══ ENTRIES SHOWN

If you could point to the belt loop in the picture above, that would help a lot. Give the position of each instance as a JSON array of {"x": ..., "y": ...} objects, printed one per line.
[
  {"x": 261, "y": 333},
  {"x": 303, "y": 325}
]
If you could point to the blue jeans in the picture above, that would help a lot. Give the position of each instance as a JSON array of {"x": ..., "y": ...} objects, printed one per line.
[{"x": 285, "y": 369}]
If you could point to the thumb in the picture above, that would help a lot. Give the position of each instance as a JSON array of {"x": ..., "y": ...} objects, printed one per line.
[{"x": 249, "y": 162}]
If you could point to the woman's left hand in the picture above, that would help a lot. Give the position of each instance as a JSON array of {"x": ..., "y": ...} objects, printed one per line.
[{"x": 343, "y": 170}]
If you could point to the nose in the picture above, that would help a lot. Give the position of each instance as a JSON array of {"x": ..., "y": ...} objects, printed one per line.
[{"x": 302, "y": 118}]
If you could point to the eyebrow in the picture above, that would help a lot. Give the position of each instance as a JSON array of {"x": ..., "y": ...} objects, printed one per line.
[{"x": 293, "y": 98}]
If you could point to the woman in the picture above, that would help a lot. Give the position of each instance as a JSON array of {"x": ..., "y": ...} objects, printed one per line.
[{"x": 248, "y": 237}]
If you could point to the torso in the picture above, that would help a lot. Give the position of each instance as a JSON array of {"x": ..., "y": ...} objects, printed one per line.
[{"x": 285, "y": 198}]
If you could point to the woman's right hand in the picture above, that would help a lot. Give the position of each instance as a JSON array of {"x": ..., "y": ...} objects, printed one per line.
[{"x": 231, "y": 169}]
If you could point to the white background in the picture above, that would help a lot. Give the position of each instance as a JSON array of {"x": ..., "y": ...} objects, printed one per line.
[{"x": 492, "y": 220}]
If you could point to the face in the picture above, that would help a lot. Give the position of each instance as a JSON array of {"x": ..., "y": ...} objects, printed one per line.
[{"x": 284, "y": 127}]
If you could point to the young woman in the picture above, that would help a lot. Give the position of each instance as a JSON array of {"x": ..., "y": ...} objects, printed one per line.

════

Rewrite every one of the rows above as a numbered list, and omit any blank lines.

1. If you could point to the belt loop in the picture above, that would help a lot. Give the position of each instance as a JSON array of {"x": ..., "y": ...} objects, printed one per line.
2. [
3.   {"x": 261, "y": 333},
4.   {"x": 303, "y": 325}
5. ]
6. If you could point to the blue jeans in the picture above, that would help a lot. Give the position of each instance as a JSON array of {"x": ..., "y": ...} objects, printed one per line.
7. [{"x": 285, "y": 369}]
8. If you could point to the thumb in the picture above, that would help a lot. Give the position of each instance as a JSON array of {"x": ..., "y": ...} objects, printed one per line.
9. [{"x": 249, "y": 162}]
10. If you could point to the woman's left hand in the picture above, that would help a lot. Give the position of each instance as a JSON array of {"x": ..., "y": ...} objects, printed one per line.
11. [{"x": 343, "y": 170}]
12. If you could point to the nose in the picture above, that would help a lot. Give the position of each instance as a JSON array of {"x": ..., "y": ...} objects, printed one per line.
13. [{"x": 302, "y": 118}]
14. If you could point to the eyebrow in the picture above, that would help a lot. Give the position of each instance as a JSON array of {"x": ..., "y": ...} objects, printed one per line.
15. [{"x": 293, "y": 98}]
16. If you could point to the woman in the picture above, that would help a lot. Give the position of each instance as a JSON array of {"x": ..., "y": ...} objects, printed one per line.
17. [{"x": 248, "y": 237}]
18. If you could point to the torso in the picture above, that would help a lot. Give the position of each instance as a JSON array of {"x": ..., "y": ...} objects, printed one per line.
19. [{"x": 285, "y": 198}]
20. If you could point to the woman's right hand in the picture above, that would help a lot. Give the position of each instance as a JSON array of {"x": ..., "y": ...} objects, printed one per line.
21. [{"x": 231, "y": 169}]
22. If you could point to the white background in the picture above, that would help a lot. Give the position of each instance as a JSON array of {"x": ..., "y": ...} objects, printed one per line.
23. [{"x": 492, "y": 220}]
24. If you could point to the face in the picture above, that would help a lot. Give the position of each instance as a JSON array of {"x": ..., "y": ...} objects, printed one per line.
25. [{"x": 284, "y": 127}]
26. If you could point to the young woman in the picture above, that would help a lot. Give the position of each instance as a JSON array of {"x": ..., "y": ...} objects, printed one per line.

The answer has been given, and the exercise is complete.